Given data
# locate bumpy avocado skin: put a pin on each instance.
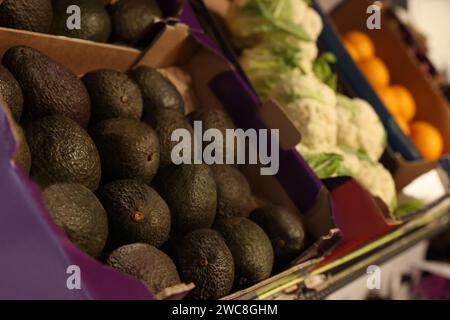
(128, 148)
(234, 196)
(136, 213)
(62, 151)
(95, 20)
(31, 15)
(131, 19)
(11, 93)
(165, 121)
(204, 259)
(113, 95)
(285, 231)
(79, 213)
(251, 249)
(146, 263)
(190, 193)
(157, 91)
(48, 87)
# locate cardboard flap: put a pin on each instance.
(274, 117)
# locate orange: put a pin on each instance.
(406, 102)
(387, 95)
(403, 124)
(376, 72)
(351, 50)
(427, 139)
(362, 43)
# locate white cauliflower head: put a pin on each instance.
(359, 127)
(311, 106)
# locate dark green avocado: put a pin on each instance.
(190, 193)
(48, 87)
(11, 93)
(131, 19)
(251, 249)
(62, 151)
(285, 231)
(128, 148)
(146, 263)
(165, 121)
(31, 15)
(234, 196)
(158, 91)
(95, 20)
(79, 213)
(136, 213)
(204, 259)
(113, 94)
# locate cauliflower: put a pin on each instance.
(332, 161)
(359, 127)
(311, 106)
(251, 21)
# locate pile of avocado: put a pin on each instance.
(99, 147)
(122, 21)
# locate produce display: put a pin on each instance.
(340, 136)
(99, 146)
(124, 21)
(399, 100)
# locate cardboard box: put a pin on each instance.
(214, 84)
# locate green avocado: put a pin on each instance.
(48, 87)
(251, 249)
(165, 121)
(22, 154)
(234, 196)
(113, 94)
(62, 151)
(146, 263)
(285, 230)
(129, 149)
(31, 15)
(136, 213)
(79, 213)
(190, 193)
(158, 91)
(204, 259)
(131, 19)
(11, 93)
(95, 20)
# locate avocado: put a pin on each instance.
(11, 93)
(31, 15)
(157, 91)
(251, 249)
(132, 19)
(285, 231)
(22, 154)
(215, 119)
(165, 122)
(48, 87)
(113, 94)
(234, 196)
(146, 263)
(95, 20)
(190, 193)
(129, 149)
(204, 259)
(62, 151)
(78, 212)
(136, 213)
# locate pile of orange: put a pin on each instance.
(397, 99)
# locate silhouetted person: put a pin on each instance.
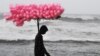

Aim of the exercise
Swap every "put a pin on" in the material above for "mark" and write the material out again with nothing else changed. Leave the pictures out.

Result
# locate bumpy avocado skin: mark each instance.
(128, 148)
(234, 196)
(136, 213)
(62, 151)
(95, 20)
(31, 15)
(131, 19)
(11, 93)
(165, 121)
(204, 259)
(113, 95)
(285, 231)
(79, 213)
(251, 249)
(146, 263)
(190, 193)
(157, 91)
(48, 87)
# locate cardboard flap: mark each instance.
(274, 117)
# locate orange: mark each instance.
(406, 102)
(387, 95)
(403, 124)
(376, 72)
(351, 50)
(427, 139)
(362, 43)
# locate white cauliflower head: mark each instance.
(359, 127)
(311, 106)
# locate dark green avocado: mark each instance.
(190, 193)
(48, 87)
(11, 93)
(131, 19)
(251, 249)
(62, 151)
(285, 231)
(128, 148)
(146, 263)
(165, 121)
(31, 15)
(234, 196)
(158, 91)
(95, 20)
(79, 213)
(136, 213)
(204, 259)
(113, 94)
# locate cauliflower: mark each instance.
(332, 161)
(359, 127)
(311, 106)
(251, 21)
# locate pile of avocado: mark each instance.
(99, 147)
(122, 21)
# locate produce display: mark each instance.
(340, 136)
(99, 146)
(124, 21)
(399, 100)
# locate cardboard box: mark each instance.
(214, 84)
# locate green avocado: mark each instance.
(48, 87)
(251, 249)
(165, 121)
(22, 154)
(234, 196)
(113, 94)
(62, 151)
(146, 263)
(285, 230)
(129, 149)
(31, 15)
(136, 213)
(79, 213)
(190, 193)
(158, 91)
(204, 259)
(131, 19)
(11, 93)
(95, 20)
# locate avocado: mark each instance.
(11, 93)
(31, 15)
(157, 91)
(251, 249)
(132, 19)
(285, 231)
(22, 154)
(215, 119)
(165, 122)
(48, 87)
(113, 94)
(234, 196)
(146, 263)
(95, 20)
(190, 193)
(129, 149)
(204, 259)
(62, 151)
(78, 212)
(136, 213)
# locate pile of orange: mark each instance.
(397, 99)
# locate silhouetted person: mark each instance.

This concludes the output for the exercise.